### ENTRIES SHOWN
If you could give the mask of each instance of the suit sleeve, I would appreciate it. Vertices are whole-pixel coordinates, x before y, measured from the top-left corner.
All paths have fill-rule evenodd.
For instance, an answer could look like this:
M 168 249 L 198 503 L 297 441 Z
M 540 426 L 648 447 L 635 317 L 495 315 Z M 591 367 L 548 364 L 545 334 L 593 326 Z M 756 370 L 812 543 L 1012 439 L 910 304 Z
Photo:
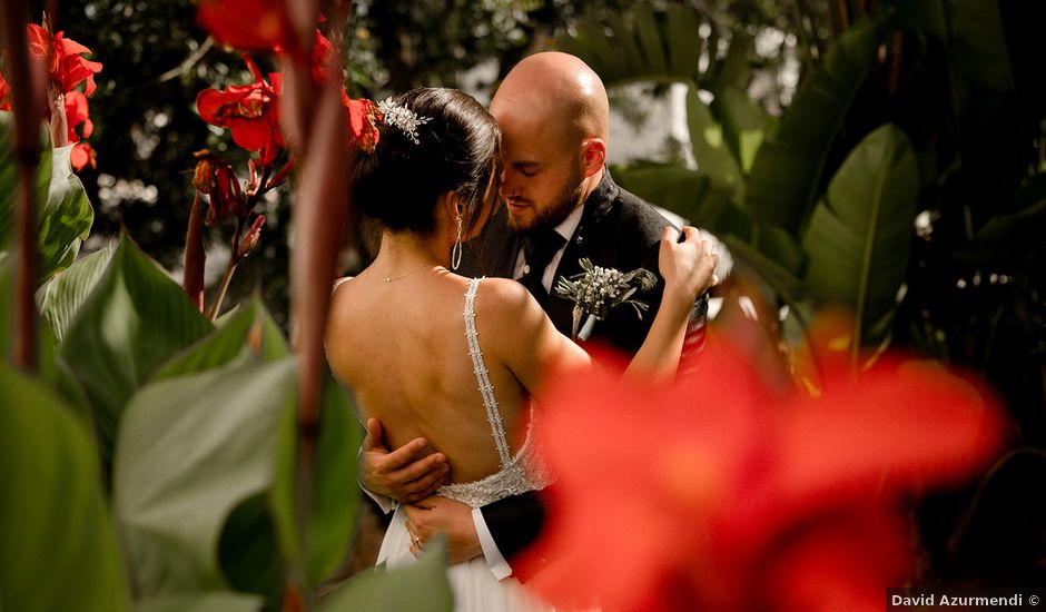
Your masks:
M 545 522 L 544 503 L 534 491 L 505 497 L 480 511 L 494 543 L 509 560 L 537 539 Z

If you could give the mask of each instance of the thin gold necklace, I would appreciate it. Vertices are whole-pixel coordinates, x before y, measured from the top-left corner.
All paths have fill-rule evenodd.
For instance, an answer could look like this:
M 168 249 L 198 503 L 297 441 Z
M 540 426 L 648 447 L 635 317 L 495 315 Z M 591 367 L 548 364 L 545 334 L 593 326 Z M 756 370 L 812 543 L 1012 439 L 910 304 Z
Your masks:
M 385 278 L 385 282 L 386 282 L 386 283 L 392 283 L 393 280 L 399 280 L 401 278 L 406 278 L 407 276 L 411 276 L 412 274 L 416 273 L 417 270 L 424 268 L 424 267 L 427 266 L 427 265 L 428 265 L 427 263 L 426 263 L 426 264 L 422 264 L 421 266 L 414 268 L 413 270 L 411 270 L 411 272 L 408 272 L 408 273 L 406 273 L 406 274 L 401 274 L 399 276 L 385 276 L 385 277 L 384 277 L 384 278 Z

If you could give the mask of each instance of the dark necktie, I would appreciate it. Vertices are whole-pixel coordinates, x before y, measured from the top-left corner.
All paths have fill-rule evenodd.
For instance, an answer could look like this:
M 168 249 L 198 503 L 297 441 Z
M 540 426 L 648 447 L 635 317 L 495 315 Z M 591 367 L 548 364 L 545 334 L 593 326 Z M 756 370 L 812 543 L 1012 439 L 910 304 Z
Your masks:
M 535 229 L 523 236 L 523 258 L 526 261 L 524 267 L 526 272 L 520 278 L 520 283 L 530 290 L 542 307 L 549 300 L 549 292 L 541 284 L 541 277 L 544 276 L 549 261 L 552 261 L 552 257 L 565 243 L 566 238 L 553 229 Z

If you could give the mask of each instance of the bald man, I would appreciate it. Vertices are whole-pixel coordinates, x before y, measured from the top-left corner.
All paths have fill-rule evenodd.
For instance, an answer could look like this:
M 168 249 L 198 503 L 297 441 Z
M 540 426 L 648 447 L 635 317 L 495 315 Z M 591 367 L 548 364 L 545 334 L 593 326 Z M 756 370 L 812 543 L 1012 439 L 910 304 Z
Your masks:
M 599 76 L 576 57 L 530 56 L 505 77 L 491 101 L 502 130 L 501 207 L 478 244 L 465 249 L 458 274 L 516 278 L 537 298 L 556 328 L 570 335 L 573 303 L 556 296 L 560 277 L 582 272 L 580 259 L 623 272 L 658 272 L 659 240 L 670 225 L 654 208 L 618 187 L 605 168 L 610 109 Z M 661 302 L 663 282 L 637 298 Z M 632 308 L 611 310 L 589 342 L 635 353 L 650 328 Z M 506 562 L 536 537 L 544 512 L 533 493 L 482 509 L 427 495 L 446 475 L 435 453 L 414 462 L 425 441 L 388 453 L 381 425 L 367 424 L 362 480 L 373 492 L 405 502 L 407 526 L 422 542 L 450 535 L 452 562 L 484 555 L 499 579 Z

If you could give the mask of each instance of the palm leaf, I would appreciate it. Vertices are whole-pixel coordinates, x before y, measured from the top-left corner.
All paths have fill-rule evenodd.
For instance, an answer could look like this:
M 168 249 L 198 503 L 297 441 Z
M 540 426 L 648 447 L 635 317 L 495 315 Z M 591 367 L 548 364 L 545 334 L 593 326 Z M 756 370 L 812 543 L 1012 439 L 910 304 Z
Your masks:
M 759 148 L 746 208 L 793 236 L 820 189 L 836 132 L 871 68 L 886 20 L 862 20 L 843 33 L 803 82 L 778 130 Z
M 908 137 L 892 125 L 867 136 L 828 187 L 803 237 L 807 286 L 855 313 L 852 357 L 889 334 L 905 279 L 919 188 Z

### THE TASK
Please retype all of the data above word for word, omitting the pictures.

### SOLUTION
If you could give the mask of each instance of the suit sleeve, I would appreciate it. Vertices are whole-pixel coordinates, x before y, measured from the top-left corner.
All paths have fill-rule evenodd.
For instance, an answer could look like this:
M 168 249 L 198 503 L 297 441 Z
M 540 426 L 648 447 L 635 317 L 495 315 Z M 591 367 L 548 364 L 545 334 L 593 326 Z M 756 370 L 812 543 L 1012 439 L 910 304 Z
Photo:
Your masks:
M 545 522 L 544 503 L 534 491 L 505 497 L 480 511 L 494 543 L 509 560 L 537 539 Z

If you could give the mask of each instance of the thin gold necklace, I would appreciate it. Vertices are whole-pixel coordinates, x before y, measured from the top-left corner.
All paths have fill-rule evenodd.
For instance, an answer could look like this:
M 168 249 L 198 503 L 297 441 Z
M 540 426 L 648 447 L 635 317 L 495 315 Z M 591 367 L 548 364 L 545 334 L 593 326 Z M 756 370 L 812 543 L 1012 439 L 910 304 Z
Your masks:
M 385 278 L 385 282 L 386 282 L 386 283 L 392 283 L 393 280 L 399 280 L 401 278 L 406 278 L 407 276 L 411 276 L 412 274 L 416 273 L 417 270 L 424 268 L 424 267 L 427 266 L 427 265 L 428 265 L 427 263 L 426 263 L 426 264 L 422 264 L 421 266 L 414 268 L 413 270 L 411 270 L 411 272 L 408 272 L 408 273 L 406 273 L 406 274 L 401 274 L 399 276 L 385 276 L 385 277 L 384 277 L 384 278 Z

If you could give the mask of each instance of the dark necktie, I would appreciate it. Vertices are whole-pixel coordinates, x before y, measured from the top-left corner.
All paths have fill-rule evenodd.
For instance, an answer could look like this:
M 168 249 L 198 503 L 297 441 Z
M 540 426 L 648 447 L 635 317 L 495 315 Z M 591 367 L 548 364 L 545 334 L 593 326 Z M 756 370 L 812 543 L 1012 439 L 910 304 Z
Your masks:
M 535 229 L 523 236 L 523 258 L 526 261 L 524 267 L 526 272 L 520 278 L 520 283 L 530 290 L 542 307 L 549 300 L 549 292 L 541 284 L 541 277 L 544 276 L 549 261 L 552 261 L 552 257 L 565 243 L 566 238 L 553 229 Z

If you could give the mask of each instance of the bald man, I would appreciate it. Vertices are whole-pixel coordinates, x before y, measured from the top-left corner.
All paths have fill-rule evenodd.
For instance, an answer could look like this:
M 168 249 L 198 503 L 297 441 Z
M 540 426 L 648 447 L 635 317 L 495 315 Z M 591 367 L 548 364 L 545 334 L 593 326 Z M 756 370 L 812 543 L 1012 439 L 910 304 Z
Your masks:
M 599 76 L 576 57 L 530 56 L 505 77 L 491 101 L 502 130 L 501 207 L 478 244 L 465 249 L 458 274 L 516 278 L 537 298 L 556 328 L 570 335 L 573 303 L 556 296 L 560 277 L 582 272 L 580 259 L 623 272 L 658 272 L 659 240 L 670 225 L 654 208 L 618 187 L 605 168 L 610 109 Z M 661 302 L 663 282 L 637 298 Z M 632 308 L 611 310 L 589 342 L 635 353 L 650 328 Z M 506 562 L 536 537 L 544 512 L 533 493 L 482 509 L 427 495 L 446 475 L 435 453 L 414 462 L 425 441 L 388 453 L 381 425 L 367 424 L 362 480 L 373 492 L 405 502 L 407 526 L 422 542 L 450 535 L 452 562 L 484 555 L 499 579 Z

If you could give the mask of each instance of the palm leaf, I would appreciate it. Vertices are whole-pixel coordinates, x before y, measured from the top-left corner.
All paths have fill-rule evenodd.
For instance, an answer could look like this:
M 168 249 L 198 503 L 297 441 Z
M 540 426 L 648 447 L 635 317 L 495 315 Z M 591 367 L 548 364 L 545 334 L 593 326 Z M 756 370 L 812 543 L 1012 439 L 910 304 Z
Your masks:
M 759 148 L 746 208 L 793 236 L 820 189 L 836 132 L 871 68 L 886 20 L 862 20 L 843 33 L 803 82 L 778 130 Z
M 908 137 L 892 125 L 867 136 L 828 187 L 803 237 L 807 286 L 855 313 L 852 357 L 889 334 L 905 279 L 919 188 Z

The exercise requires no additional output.